*** SUPPLIED DATA Section Begins ***

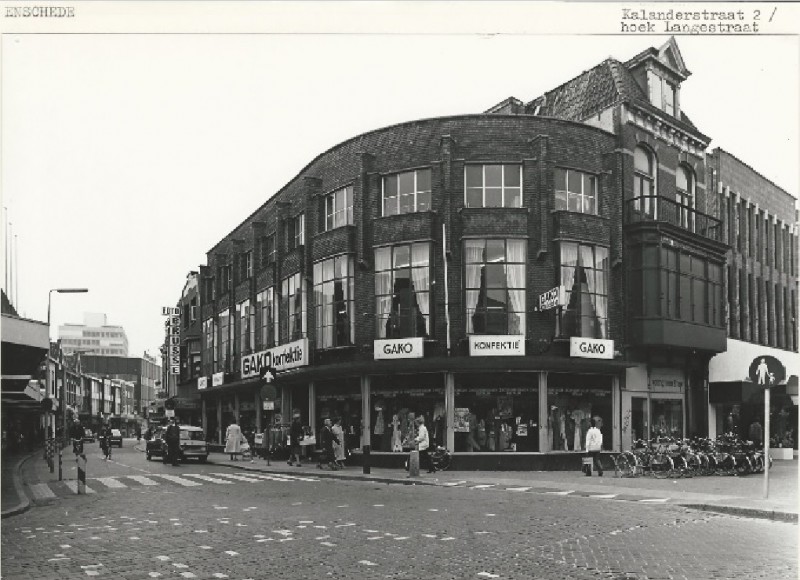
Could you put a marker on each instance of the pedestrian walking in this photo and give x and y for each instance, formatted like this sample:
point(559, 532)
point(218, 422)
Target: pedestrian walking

*** SUPPLIED DATA Section Ends ***
*** SUPPLIED DATA Section Begins ***

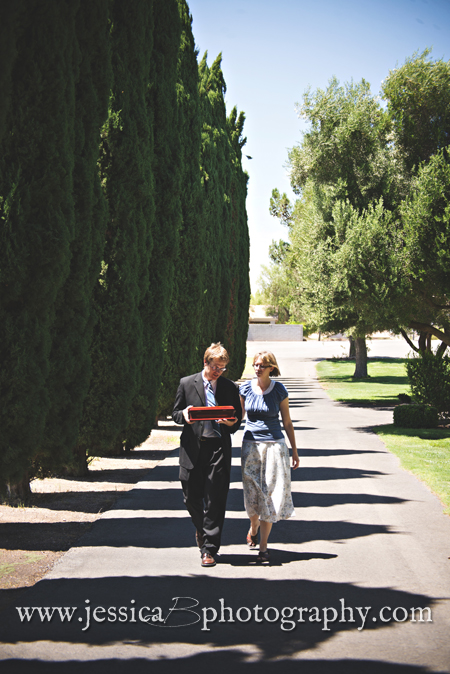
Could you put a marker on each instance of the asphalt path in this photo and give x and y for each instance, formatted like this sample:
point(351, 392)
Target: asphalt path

*** SUPPLIED DATA Section Ends ***

WHAT IS NEEDED:
Could you retype exactly the lines above, starting at the line that contains "Could you put a marker on each instance of the pedestrian" and ending at the line that contains "Target: pedestrian walking", and nothing more?

WRITTEN ANSWER:
Could you put a marker on each instance of the pedestrian walking in this photo and give x and y for each instance, formatted like this sample:
point(559, 532)
point(218, 422)
Target: pedestrian walking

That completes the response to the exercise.